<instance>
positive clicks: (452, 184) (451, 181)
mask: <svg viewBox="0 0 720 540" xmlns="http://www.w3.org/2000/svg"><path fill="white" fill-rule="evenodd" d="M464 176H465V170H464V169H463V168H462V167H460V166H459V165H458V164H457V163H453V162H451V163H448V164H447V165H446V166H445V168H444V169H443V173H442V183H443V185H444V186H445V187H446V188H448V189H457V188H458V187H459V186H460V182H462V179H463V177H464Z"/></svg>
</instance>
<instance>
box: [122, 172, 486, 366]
* * *
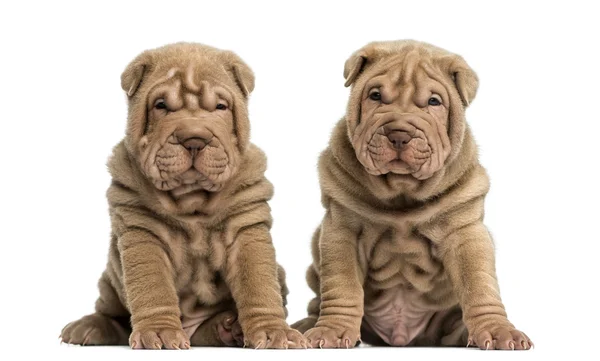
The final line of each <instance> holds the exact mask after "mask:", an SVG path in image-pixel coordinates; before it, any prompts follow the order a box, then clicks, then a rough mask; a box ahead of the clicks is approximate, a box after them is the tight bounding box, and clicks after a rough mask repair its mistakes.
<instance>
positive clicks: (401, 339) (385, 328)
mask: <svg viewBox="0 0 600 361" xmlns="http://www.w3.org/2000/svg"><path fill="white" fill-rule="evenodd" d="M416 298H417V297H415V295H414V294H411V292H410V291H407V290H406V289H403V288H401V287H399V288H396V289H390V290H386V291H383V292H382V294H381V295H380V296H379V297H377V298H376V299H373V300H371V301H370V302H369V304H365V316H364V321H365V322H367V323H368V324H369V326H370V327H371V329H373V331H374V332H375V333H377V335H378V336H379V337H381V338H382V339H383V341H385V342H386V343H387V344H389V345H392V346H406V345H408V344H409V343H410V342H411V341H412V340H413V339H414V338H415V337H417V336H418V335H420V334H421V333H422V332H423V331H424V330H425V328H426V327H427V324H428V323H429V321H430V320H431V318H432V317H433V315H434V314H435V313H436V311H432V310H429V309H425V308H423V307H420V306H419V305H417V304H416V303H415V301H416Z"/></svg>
--
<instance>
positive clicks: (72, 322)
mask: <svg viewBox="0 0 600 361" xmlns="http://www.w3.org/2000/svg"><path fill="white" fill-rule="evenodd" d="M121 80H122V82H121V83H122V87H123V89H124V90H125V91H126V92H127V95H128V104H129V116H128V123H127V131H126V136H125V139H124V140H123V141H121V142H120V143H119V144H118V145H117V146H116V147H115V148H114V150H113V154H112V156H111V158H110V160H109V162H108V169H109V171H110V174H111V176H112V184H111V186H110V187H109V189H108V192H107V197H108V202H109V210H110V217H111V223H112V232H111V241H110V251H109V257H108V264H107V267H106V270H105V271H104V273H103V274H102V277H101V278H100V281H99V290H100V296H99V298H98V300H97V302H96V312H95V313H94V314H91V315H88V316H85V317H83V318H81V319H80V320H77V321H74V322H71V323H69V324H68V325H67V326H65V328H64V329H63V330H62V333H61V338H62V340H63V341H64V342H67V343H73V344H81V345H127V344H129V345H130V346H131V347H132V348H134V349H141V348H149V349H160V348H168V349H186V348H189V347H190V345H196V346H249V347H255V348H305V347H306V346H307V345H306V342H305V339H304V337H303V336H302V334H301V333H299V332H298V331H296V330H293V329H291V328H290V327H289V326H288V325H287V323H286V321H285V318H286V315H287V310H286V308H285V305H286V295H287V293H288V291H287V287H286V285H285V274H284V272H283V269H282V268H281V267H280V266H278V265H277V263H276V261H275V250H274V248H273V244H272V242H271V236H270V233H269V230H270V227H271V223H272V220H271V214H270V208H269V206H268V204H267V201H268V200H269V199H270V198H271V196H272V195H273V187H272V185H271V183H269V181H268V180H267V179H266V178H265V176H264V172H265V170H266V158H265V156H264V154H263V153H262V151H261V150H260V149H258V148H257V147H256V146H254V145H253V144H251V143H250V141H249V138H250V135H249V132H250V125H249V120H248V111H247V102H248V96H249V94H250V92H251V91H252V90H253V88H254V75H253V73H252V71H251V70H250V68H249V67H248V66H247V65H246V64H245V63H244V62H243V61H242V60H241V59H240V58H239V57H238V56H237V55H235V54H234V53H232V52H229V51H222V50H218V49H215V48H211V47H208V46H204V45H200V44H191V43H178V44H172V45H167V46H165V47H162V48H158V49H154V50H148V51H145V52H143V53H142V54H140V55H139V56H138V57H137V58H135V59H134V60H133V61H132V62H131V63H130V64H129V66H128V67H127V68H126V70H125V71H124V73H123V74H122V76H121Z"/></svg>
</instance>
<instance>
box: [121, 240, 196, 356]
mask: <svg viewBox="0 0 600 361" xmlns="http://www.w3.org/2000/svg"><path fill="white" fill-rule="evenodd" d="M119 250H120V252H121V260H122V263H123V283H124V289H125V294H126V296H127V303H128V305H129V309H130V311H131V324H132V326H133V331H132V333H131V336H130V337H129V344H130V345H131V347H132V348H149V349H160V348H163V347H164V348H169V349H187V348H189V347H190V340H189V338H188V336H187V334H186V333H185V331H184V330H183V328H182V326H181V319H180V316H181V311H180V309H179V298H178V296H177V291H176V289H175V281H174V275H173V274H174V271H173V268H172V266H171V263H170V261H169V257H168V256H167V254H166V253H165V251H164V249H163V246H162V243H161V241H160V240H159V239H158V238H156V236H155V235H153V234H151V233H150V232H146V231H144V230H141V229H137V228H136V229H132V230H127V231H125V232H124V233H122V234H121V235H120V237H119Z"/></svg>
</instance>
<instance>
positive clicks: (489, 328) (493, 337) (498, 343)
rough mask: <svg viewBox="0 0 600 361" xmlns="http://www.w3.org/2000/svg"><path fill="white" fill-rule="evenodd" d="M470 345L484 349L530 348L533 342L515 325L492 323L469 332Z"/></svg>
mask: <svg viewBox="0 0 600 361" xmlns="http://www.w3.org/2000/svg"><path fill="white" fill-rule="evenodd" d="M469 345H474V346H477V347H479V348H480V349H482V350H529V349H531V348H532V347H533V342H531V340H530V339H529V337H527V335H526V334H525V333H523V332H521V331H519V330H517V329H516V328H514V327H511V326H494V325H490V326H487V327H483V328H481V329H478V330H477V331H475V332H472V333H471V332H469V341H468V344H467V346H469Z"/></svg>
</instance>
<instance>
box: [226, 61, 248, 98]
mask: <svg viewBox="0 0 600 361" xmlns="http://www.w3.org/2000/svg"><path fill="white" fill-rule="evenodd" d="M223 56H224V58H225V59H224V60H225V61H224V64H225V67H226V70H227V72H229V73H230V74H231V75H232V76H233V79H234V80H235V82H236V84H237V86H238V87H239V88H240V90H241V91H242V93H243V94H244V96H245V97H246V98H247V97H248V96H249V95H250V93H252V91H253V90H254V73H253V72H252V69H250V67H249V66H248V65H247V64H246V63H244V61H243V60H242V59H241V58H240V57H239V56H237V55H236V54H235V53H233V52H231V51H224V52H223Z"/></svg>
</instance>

- _Activity_:
In the entries above, please find the line with "positive clicks: (452, 184) (451, 181)" and the line with "box: [122, 172, 486, 366]", then write out exactly those two lines and every line between them, and nothing more.

- _Answer box_:
positive clicks: (452, 184) (451, 181)
mask: <svg viewBox="0 0 720 540" xmlns="http://www.w3.org/2000/svg"><path fill="white" fill-rule="evenodd" d="M464 176H465V170H464V169H463V168H462V167H460V166H459V165H458V164H457V163H453V162H451V163H448V164H447V165H446V166H445V168H444V169H443V173H442V183H443V185H444V186H445V187H446V188H448V189H457V188H458V187H459V186H460V182H462V179H463V177H464Z"/></svg>
</instance>
<instance>
box: [122, 172, 486, 366]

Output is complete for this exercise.